INSTRUCTIONS TO FOLLOW:
From the first line to the last, repeat the data exactly but leave out the pictures.

(INFORMATION PROVIDED begins)

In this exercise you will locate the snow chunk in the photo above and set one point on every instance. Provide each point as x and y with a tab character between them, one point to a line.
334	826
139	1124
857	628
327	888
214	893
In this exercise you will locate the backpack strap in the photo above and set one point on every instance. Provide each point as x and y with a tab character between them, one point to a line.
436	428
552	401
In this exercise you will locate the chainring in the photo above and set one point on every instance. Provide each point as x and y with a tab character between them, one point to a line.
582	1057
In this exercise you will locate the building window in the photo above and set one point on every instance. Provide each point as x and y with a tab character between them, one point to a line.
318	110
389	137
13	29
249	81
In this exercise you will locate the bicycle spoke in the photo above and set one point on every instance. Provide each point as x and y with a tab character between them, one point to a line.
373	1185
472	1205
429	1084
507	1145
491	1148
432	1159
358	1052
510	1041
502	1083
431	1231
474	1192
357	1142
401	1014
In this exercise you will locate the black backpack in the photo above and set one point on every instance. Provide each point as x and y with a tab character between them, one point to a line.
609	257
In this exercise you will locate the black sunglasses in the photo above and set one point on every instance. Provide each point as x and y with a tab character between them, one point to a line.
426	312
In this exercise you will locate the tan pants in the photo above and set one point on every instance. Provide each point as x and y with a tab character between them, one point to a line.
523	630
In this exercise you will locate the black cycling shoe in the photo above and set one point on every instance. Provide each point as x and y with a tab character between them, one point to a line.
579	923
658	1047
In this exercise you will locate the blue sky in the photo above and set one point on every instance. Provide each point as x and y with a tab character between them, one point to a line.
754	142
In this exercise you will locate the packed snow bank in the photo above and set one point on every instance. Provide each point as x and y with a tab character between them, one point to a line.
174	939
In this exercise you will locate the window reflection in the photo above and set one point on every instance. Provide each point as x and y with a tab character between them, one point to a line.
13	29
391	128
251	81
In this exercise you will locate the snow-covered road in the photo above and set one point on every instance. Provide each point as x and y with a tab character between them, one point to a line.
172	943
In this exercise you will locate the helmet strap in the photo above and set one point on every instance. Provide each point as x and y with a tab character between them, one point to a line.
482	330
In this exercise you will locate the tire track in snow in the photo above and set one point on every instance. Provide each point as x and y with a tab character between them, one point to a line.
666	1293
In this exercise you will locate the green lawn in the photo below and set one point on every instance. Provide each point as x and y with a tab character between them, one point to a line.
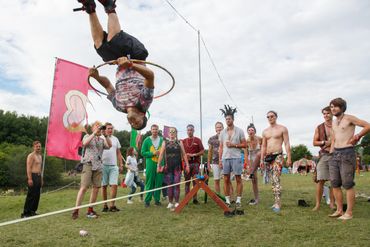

(INFORMATION PROVIDED ends)

EXPECTED OUTPUT:
In this exercise you will locate the snow chunk in the photo above and set one point on every instance. Provide each point as x and y with a tab character between them, one point to a line.
334	826
139	1124
857	628
327	888
214	893
In this exercise you will locate the backpack strap in the photo above and set one point on every instance. Provide each point as x and y with a tab character between them, one point to a line.
436	428
552	401
In this exercise you will locate the chainring in the photo above and set one point on every instance. Provide each point as x and y with a tab character between them, one point to a line.
582	1057
In this exercise you will locate the building window in the photo above and set one point on every instance. Provide each point as x and y with a tab character between them, one point to a line.
318	110
389	137
13	29
249	81
In this exercise you will locate the bicycle spoke in the photo above and set one point on every instance. Provide each point as x and y with a tab character between them, one point to a line.
373	1185
472	1205
429	1084
507	1145
491	1148
432	1159
358	1052
510	1041
502	1083
431	1231
474	1192
357	1142
401	1014
In this exercise you will locate the black backpack in the photo above and set one point on every instance. Provide each point as x and y with a tab character between them, one point to a line.
609	257
In this exercise you will locate the black sunglasses in the photo above and set one point on every instance. Provide each point as x and y with a tab character between them, one point to a line.
426	312
In this exercise you will locate the tan pants in the photo above and set one point on every instance. Provide each point as x and y with a tab character between them, one point to a line.
523	630
In this exercise you will locate the black cycling shoe in the photo above and set one point on every instance. Provide each point as x and y with a tab character between them, one point to a line.
579	923
658	1047
In this exercise you will locate the blue sky in the photo above and set one point on every instance. Provide each point as x and y with a tab character between them, one point to a line.
754	142
In this exercise you will locate the packed snow bank in the photo above and set one point on every instance. Provide each point as x and y with a tab character between them, one point to a line.
174	939
In this exercise you will locate the window reflection in the photo above and set one point on every instance. Provide each point as x and y with a tab character between them, one point to a line.
13	29
391	128
251	81
In this exercise you will locate the snow-covered road in the photo above and set one point on every instance. Provide each point as x and y with a tab character between them, one point to a line.
172	943
In this exercise you will locate the helmet strap in the photo above and set one point on every instance. Provide each point as x and y with a tab character between them, one point to a line.
482	330
In this exercise you will locate the tire track in snow in the photo above and set one point on every instance. Provide each point as x and y with a tab character between them, one point to a line.
666	1293
In this exercise you will locate the green lawn in the photo below and set one point on every instance. Provide each point as x and y with a tab character between them, one point to a line.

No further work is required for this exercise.